◆ **EXERCISE**
The response should repeat word for word every line below from the one with "of the stack" to the one with "of the dump", inclusive, and nothing else; leave pictures out.

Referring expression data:
* * * * * * * * *

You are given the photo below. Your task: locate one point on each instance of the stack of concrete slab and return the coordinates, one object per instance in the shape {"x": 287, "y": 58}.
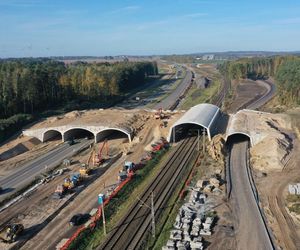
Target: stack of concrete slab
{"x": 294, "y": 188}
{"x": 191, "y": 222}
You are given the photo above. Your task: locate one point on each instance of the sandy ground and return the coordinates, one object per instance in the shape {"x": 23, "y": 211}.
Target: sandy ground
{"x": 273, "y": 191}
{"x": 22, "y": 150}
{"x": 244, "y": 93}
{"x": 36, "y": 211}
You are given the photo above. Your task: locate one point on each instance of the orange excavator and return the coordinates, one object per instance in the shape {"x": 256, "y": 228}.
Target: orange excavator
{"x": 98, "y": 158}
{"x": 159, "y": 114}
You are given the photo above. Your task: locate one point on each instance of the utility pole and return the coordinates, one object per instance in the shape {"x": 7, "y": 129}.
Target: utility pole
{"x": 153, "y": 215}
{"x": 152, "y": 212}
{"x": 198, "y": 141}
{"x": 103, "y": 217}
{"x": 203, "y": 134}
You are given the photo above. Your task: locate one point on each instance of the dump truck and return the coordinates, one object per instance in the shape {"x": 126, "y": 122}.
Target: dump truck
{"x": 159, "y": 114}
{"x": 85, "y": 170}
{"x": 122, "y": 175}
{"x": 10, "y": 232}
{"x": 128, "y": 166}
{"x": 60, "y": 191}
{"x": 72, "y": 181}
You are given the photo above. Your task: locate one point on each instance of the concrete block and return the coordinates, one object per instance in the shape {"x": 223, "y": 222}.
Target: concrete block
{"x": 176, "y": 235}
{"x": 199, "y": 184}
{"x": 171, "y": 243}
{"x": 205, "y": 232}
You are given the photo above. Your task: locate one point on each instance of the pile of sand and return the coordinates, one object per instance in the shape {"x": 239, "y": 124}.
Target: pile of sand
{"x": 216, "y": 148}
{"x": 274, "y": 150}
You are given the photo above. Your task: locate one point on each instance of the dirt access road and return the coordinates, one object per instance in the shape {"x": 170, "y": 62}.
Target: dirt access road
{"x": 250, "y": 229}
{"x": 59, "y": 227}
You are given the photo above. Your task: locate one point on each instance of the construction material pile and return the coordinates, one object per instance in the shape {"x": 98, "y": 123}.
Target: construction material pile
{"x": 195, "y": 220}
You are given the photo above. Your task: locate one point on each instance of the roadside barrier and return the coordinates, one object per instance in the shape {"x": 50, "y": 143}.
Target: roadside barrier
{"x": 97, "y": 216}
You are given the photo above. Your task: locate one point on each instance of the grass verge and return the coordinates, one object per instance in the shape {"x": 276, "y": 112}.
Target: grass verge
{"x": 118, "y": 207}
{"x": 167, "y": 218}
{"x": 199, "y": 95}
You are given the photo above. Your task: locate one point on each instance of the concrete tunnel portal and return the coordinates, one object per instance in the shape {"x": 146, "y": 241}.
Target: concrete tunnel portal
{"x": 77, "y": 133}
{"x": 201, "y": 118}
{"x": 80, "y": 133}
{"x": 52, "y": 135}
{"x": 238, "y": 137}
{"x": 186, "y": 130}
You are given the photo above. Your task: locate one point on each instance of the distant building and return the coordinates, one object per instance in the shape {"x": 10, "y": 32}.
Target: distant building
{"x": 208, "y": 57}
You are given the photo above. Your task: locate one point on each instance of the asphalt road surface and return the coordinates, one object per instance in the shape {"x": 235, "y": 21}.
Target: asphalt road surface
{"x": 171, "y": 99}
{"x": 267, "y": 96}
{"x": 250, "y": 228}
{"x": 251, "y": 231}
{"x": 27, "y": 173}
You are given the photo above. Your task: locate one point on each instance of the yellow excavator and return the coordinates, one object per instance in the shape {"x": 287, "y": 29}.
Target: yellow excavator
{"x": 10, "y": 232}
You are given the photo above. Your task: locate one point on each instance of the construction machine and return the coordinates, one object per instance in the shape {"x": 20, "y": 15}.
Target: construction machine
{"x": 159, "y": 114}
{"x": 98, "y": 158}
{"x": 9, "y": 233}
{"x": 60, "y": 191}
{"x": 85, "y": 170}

* * * * * * * * *

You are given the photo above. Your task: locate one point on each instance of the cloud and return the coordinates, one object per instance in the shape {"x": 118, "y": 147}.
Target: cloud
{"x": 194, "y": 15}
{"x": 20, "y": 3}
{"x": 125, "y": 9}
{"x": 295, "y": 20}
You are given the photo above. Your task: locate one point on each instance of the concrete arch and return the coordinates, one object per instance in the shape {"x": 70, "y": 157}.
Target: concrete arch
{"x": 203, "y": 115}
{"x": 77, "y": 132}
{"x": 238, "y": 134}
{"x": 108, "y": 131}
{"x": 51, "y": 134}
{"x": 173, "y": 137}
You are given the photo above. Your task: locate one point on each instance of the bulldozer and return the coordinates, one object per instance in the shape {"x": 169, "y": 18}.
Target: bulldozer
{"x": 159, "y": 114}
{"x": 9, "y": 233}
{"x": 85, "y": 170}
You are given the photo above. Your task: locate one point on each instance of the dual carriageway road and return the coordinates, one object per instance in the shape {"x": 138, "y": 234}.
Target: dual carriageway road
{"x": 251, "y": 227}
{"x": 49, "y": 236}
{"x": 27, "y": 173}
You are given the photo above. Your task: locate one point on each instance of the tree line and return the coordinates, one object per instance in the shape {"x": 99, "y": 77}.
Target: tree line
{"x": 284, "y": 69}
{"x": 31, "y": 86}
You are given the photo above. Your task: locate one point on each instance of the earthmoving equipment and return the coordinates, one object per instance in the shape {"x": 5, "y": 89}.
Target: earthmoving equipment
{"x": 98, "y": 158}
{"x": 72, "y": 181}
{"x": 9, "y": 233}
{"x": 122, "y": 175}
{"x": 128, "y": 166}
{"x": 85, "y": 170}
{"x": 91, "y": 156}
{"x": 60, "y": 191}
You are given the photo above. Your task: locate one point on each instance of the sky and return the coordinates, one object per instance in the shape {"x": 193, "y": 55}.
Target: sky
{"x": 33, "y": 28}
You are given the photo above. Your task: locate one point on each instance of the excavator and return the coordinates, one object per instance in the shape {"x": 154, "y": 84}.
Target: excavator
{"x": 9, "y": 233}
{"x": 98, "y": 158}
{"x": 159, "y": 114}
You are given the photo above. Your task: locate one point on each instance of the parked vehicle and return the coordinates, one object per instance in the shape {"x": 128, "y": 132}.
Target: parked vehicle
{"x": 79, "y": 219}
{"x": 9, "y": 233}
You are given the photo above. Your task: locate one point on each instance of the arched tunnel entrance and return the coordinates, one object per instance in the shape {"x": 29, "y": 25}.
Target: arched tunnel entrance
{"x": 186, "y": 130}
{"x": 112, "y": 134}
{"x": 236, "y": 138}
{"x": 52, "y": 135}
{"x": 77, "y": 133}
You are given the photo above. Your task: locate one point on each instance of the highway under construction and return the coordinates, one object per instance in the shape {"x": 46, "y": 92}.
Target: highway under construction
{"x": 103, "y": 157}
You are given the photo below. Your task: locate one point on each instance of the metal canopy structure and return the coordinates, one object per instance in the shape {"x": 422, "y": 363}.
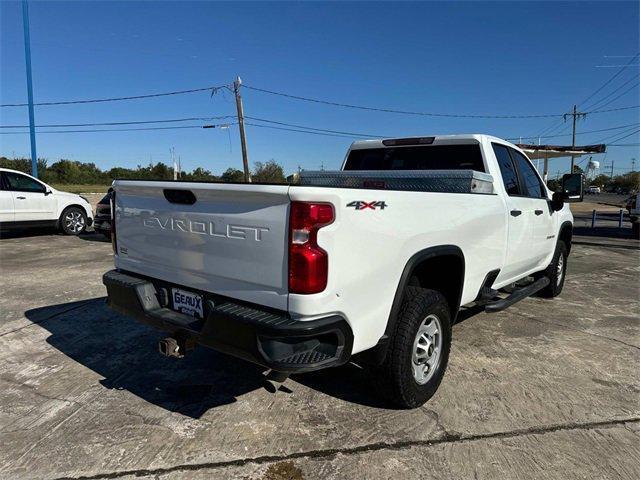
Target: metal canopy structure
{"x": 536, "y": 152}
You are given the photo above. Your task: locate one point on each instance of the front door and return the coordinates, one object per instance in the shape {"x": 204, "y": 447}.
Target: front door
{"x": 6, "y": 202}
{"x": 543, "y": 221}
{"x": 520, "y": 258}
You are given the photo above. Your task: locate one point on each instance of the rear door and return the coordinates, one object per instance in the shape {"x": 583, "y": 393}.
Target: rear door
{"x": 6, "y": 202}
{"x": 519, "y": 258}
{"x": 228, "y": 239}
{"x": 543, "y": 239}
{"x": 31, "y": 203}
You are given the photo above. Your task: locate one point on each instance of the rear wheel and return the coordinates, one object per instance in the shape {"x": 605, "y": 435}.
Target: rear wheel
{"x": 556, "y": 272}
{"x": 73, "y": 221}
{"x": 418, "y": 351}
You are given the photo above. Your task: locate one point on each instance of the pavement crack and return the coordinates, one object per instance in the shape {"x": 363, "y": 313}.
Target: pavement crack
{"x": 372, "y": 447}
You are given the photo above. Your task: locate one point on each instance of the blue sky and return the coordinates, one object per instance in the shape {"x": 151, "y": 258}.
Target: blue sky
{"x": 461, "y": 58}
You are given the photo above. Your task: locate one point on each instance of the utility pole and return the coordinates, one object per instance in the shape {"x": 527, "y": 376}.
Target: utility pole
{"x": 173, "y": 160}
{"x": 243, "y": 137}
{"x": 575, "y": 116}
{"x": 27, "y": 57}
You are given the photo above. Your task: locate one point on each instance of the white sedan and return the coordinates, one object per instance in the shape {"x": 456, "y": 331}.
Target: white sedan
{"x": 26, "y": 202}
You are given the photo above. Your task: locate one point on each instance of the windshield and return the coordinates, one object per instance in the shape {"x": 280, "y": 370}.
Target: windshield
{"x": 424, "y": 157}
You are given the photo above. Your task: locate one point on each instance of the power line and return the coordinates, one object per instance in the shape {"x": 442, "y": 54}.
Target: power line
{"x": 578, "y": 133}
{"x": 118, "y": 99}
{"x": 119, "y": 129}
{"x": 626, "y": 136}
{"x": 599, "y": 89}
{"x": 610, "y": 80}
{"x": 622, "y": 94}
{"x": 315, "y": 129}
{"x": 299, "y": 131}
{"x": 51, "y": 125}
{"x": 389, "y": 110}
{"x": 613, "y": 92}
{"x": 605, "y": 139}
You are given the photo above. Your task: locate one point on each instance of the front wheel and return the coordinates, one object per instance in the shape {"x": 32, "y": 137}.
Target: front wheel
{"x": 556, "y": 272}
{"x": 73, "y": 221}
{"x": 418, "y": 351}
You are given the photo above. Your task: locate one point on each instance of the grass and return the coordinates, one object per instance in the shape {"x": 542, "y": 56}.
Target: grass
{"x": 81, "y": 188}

* * * * * * * * *

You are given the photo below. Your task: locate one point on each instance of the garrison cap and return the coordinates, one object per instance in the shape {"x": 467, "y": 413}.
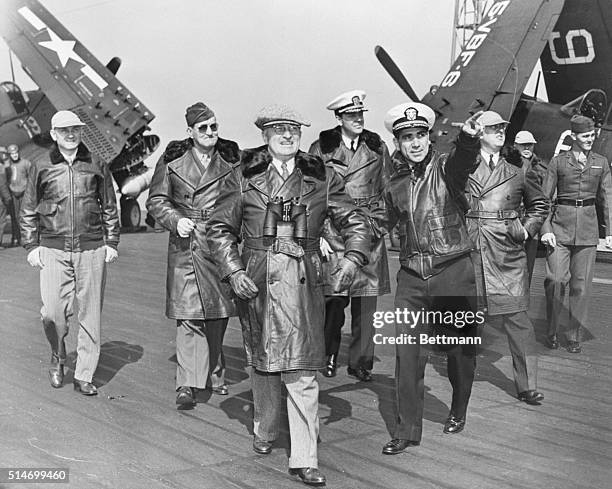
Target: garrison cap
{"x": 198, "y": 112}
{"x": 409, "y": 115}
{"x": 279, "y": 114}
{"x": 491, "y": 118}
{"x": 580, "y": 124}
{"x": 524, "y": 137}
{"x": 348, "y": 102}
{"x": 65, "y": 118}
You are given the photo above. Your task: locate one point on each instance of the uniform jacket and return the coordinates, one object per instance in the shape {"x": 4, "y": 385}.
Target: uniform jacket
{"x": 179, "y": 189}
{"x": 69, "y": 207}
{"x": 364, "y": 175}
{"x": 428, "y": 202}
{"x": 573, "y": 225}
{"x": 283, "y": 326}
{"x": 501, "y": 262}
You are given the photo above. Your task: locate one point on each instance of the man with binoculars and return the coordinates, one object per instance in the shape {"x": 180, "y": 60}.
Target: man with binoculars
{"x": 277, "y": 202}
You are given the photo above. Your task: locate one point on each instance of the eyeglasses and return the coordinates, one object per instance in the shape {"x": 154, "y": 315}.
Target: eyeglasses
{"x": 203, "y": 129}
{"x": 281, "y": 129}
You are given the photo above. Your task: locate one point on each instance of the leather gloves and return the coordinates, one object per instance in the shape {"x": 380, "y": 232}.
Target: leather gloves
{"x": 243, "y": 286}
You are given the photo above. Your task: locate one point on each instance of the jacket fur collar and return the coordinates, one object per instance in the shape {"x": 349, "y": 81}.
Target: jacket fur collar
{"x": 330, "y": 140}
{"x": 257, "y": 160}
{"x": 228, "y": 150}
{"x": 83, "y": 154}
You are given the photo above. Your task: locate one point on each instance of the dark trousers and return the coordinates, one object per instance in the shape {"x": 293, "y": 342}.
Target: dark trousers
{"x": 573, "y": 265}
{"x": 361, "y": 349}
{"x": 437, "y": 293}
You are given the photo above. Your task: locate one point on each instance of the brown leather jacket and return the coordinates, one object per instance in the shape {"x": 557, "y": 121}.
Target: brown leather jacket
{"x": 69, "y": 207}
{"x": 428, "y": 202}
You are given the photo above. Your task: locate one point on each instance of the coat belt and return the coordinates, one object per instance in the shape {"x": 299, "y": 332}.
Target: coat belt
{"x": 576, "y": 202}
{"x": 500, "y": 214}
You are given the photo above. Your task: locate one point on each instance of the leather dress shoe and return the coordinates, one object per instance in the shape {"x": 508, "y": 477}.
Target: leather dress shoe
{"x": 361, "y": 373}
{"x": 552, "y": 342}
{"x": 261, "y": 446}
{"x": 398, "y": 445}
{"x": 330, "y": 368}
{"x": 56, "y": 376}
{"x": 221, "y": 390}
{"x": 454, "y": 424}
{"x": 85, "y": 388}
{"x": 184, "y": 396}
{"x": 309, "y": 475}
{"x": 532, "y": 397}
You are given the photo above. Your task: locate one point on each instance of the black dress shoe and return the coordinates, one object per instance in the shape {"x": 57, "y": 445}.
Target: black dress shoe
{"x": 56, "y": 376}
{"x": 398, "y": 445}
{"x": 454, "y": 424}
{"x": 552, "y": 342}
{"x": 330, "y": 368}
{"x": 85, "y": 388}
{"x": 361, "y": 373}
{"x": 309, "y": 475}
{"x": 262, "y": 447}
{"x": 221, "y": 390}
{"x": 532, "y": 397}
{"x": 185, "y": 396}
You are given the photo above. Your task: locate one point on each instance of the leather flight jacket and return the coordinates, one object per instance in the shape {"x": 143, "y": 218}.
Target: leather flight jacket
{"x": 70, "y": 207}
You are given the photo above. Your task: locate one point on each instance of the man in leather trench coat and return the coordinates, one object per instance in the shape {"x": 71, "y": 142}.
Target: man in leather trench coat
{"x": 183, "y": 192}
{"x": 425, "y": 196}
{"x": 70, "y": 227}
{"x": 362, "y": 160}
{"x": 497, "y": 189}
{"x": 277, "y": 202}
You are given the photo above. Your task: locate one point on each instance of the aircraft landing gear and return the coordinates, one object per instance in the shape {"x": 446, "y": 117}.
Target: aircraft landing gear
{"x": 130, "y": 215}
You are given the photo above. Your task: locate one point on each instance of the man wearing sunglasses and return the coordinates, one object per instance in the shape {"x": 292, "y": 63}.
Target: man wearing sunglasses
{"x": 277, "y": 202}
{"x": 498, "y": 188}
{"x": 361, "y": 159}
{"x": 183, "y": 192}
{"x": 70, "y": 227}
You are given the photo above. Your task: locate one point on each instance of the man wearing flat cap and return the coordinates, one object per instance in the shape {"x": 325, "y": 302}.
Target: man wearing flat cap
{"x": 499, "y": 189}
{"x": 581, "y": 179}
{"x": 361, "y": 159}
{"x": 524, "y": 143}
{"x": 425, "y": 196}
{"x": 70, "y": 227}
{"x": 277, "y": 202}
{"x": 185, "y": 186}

* * * * * * * * *

◆ **TASK OUTPUT**
You are given the photo below. Your task: locate one point on each instance of the stack of concrete slab and return the coordinates, one object per instance in the shape {"x": 287, "y": 58}.
Target: stack of concrete slab
{"x": 294, "y": 188}
{"x": 191, "y": 222}
You are given the photo above. Your task: locate one point on each instance of the sandy ground and return the coordinates, one object per instance in the shape {"x": 23, "y": 211}.
Target: sandy ground
{"x": 273, "y": 191}
{"x": 22, "y": 150}
{"x": 244, "y": 93}
{"x": 36, "y": 211}
You are given the photo above. Your task: locate one point on each instance of the orange excavator and return the coordinates, one object per instance in the shape {"x": 256, "y": 228}.
Target: orange excavator
{"x": 98, "y": 158}
{"x": 159, "y": 114}
You are given the photo above. Your task: locate one point on each instance of the utility pole and return the coordinates, one object per instance in the shape {"x": 7, "y": 129}.
Target: utility pole
{"x": 153, "y": 215}
{"x": 152, "y": 212}
{"x": 198, "y": 141}
{"x": 103, "y": 217}
{"x": 203, "y": 134}
You are given the photo above. Your task: locate one point on each instance of the dump truck and return the coordinates, one object per instance in the shape {"x": 126, "y": 122}.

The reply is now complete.